Текст для чтения.
=-=-=-=-=

Ларднер отправился в Ла Куинта, штат Калифорния, оставив последний рассказ «Пудель» своим «бедным агентам», чтобы те торговали им вразнос. Это был первый рассказ, который не принял ни один из первых двух издателей, которым его предлагали. Через несколько месяцев он вернулся в Ист-Хэмптон настолько больной, что перестал принимать посетителей. Перкинс не мог даже осведомиться о нем.
Двадцать пятого сентября 1933 года Ринг Ларднер умер в возрасте сорока восьми лет, после семи лет туберкулеза, бессонницы, усталости и алкоголизма. Высказывание Марка Твена в «Письме десятом» о том, что, «смерть была лучшим другом человека – когда жизнь становилась невыносимой, приходила смерть и освобождала его»,[164] казалось в этом случае трагически уместным.

=-=-=-=-=

Задачи и задания.
(1) Ответьте на вопросы по тексту о Ларднере:
(a) Куда отправился Ларднер, оставив рассказ «Пудель» агентам?
(b) Куда он вернулся через несколько месяцев?
(c) Какого числа умер Ринг Ларднер?
(2) Какие недуги, по тексту о Ларднере, сопровождали его семь лет перед смертью? Перечислите их все.
(3) Продолжите текст о смерти Ринга Ларднера после его последнего предложения.
Материал, приведённый далее, взят из другого источника.

Записанные сведения.
=-=-=-=-=

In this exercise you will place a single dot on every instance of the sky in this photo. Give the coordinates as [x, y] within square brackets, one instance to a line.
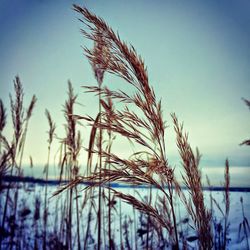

=-=-=-=-=

Ответы к заданиям.
(1)
(a) В Ла Куинта, штат Калифорния.
(b) В Ист-Хэмптон.
(c) Двадцать пятого сентября 1933 года.

(2) Туберкулез, бессонница, усталость, алкоголизм.

(3)
Перкинс написал Хемингуэю, который в юности очень уважал Ларднера:
«Строго говоря, Ринг не был великим писателем. Он всегда, в любом случае считал себя в первую очередь журналистом. Ему было присуще провинциальное презрение по отношению к людям из мира литературы. Возможно, если бы он больше писал, смог бы стать значительным писателем, но, что бы ни мешало ему писать больше, именно это помешало ему стать таким писателем. Однако же он был великим человеком, обладающим огромным, но скрытым талантом».
В качестве финальной эпитафии Перкинс захотел опубликовать в отдельном сборнике весь материал Ринга, отобранный кем-то достаточно квалифицированным, чтобы выбрать самые представительные примеры. Он обратился к Фицджеральду со слабой надеждой, что тот согласится сделать это. Скотт сказал, что это попросту невозможно для него – принять такое предложение сейчас, когда его собственный роман был так близок к завершению. Он предложил Гилберта Сэлдеса,[165] который был и журналистом, и критиком.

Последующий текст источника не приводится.